SHORT EXERCISE
Below is a block of records; return all of them exactly, but without the images.

STORED RECORDS

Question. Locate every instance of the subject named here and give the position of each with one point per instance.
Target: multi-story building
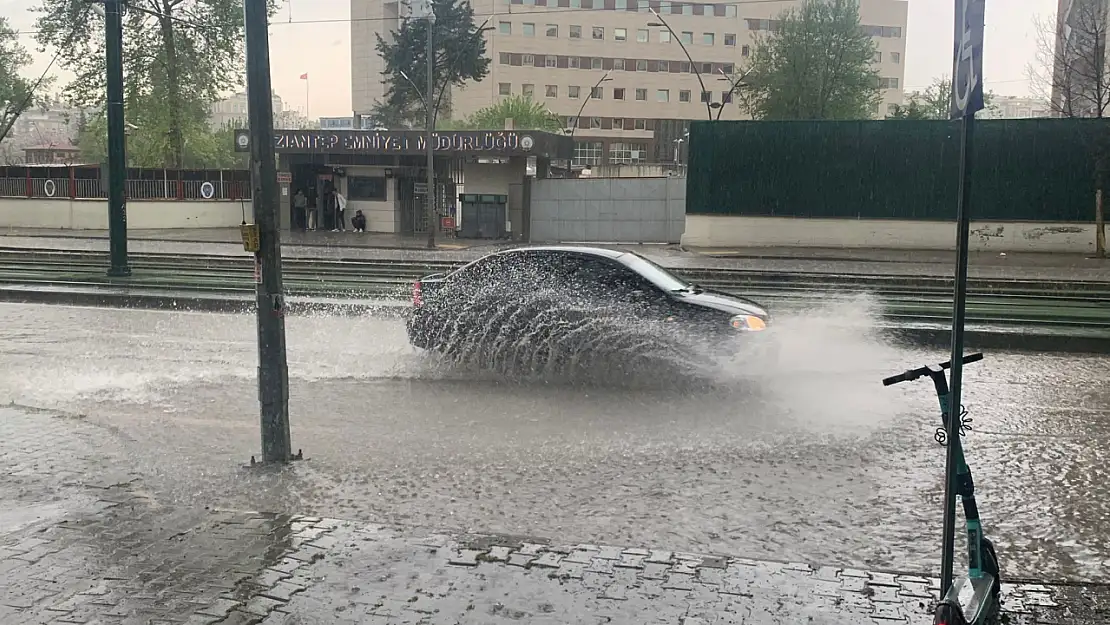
(617, 63)
(1011, 107)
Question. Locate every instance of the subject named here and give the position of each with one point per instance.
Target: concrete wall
(729, 231)
(92, 214)
(608, 210)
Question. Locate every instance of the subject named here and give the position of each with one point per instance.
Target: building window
(587, 153)
(366, 188)
(626, 153)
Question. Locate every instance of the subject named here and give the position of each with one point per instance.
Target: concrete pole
(117, 157)
(273, 369)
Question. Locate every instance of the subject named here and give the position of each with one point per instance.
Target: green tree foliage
(203, 149)
(932, 103)
(13, 88)
(815, 64)
(178, 57)
(458, 56)
(525, 112)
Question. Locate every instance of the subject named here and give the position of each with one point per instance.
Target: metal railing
(93, 188)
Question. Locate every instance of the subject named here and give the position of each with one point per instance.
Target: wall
(92, 214)
(381, 217)
(727, 231)
(608, 210)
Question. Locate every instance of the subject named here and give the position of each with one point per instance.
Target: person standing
(340, 208)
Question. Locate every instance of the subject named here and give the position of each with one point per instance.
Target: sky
(313, 37)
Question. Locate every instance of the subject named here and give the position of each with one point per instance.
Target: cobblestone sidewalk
(83, 542)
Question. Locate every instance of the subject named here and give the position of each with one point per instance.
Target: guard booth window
(366, 188)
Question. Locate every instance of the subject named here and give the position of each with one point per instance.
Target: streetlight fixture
(674, 36)
(734, 86)
(573, 129)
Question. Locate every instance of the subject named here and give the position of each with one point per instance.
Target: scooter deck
(974, 596)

REPLY
Question. Locate every instance of the subject named here and give the position of each with one point per instance.
Target: multi-story building
(617, 63)
(1011, 107)
Question. Locate every instance of the subject named here and give the position of each with one point per instance.
Target: concrete wall
(729, 231)
(92, 214)
(608, 210)
Question. Locate every instance of the subject named here and give the position of each with one point per instance.
Target: building window
(587, 153)
(366, 188)
(626, 153)
Question. Locate every instance of the subject named here and give the position of each with one point per instance.
Target: concrete pole
(117, 157)
(273, 369)
Question. Locate every instance of the subject named here and give the position of each with one point per instance.
Target: green tree foliage
(203, 149)
(932, 103)
(13, 88)
(815, 64)
(178, 57)
(458, 56)
(525, 112)
Question. Locate every instance of the subject named here and give the position of each with one point per instance.
Target: metal railing
(93, 188)
Question. Locate every instance of the subject named here and give the position of each with one point per instance.
Target: wall
(92, 214)
(381, 217)
(727, 231)
(608, 210)
Question. Locate every instance of the subject named here and give the position of each with one point per instance.
Target: person standing
(340, 208)
Question. Locate every instance of the subject named here and give the position of each with one point per instance.
Target: sky
(313, 37)
Question. Locate every instance of the subject named here and give the position of each with one point per instance.
Target: cobblestone sidewalk
(83, 542)
Question. Locate every instance of the subject named here and give the position of each with one point per instance.
Target: guard booth window
(366, 188)
Question. Locate every instance of the subject named here and give the position of each with one point per instance.
Target: streetlight fixture
(674, 36)
(734, 86)
(573, 129)
Question. Locate every instance of the subject named here and give the position of each with one point per instance.
Target: scooter deck
(974, 596)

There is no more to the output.